*Work item*
Each line of the data has to be transcribed exactly.

┏━━

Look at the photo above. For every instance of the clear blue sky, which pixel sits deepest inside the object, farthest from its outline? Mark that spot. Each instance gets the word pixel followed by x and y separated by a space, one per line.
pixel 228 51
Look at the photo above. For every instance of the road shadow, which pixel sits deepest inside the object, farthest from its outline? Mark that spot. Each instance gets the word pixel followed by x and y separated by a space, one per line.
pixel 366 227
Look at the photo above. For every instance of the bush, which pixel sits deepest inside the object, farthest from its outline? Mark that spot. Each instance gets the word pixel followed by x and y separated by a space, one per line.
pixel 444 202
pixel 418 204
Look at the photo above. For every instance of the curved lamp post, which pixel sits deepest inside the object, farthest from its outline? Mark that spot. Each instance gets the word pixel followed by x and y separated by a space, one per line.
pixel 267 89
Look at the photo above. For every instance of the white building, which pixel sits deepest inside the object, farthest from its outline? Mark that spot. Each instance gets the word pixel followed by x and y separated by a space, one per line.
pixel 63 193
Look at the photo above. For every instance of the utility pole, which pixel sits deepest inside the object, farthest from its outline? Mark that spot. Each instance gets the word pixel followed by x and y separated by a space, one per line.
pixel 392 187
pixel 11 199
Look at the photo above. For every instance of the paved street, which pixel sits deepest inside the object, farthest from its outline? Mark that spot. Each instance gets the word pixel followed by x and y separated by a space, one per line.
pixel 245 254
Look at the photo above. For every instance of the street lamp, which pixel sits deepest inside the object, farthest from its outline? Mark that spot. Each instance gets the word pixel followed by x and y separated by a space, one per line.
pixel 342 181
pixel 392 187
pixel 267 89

┗━━

*Exercise result*
Look at the photo above. For every instance of the clear blue sky, which pixel sits deepest inside the object, farthest from its outline? Mark that spot. Each instance gets the word pixel followed by x and y separated by a space, one per line.
pixel 228 51
Look at the photo above. For every instance of the road shadow, which pixel sits deepest inside the object, farthest from its outline? Mark that spot. Each instance gets the word pixel followed by x and y separated by a space, one per line.
pixel 366 227
Look at the photo above. For every instance of the bush, which pixel sits deepest inside the object, farthest from its outline? Mark that spot. Each instance gets the word pixel followed by x and y separated by a space, one per line.
pixel 444 202
pixel 418 204
Look at the photo above. For every instance of the curved lamp post, which pixel sits deepest inside the object, farthest from its outline? Mark that spot. Each instance gets the word pixel followed by x and y separated by a space, one per line.
pixel 267 89
Look at the photo above. For every instance of the white building, which pixel sits deepest inside the object, farthest from its outline? Mark that spot. Each instance gets the word pixel followed by x and y separated by a space, one per line.
pixel 63 193
Look at the photo above. For every instance of the utility pole, which pixel sits deepest inside the object, farthest from its outline? Mark that spot. Each instance gets the word pixel followed by x and y separated by a space, one per line.
pixel 392 187
pixel 11 199
Look at the photo above. For every instance of the paved street, which pixel sits deepest inside the object, farthest from its outline? Mark that spot. Each instance gets the word pixel followed by x and y separated by a space, one per line.
pixel 245 254
Look at the photo above. For every instance of the street lamp, which pixel sits deepest inside the object, farthest from its outline? Mark that spot. Each instance gets the word pixel followed by x and y separated by a space, one per line.
pixel 342 181
pixel 392 187
pixel 267 89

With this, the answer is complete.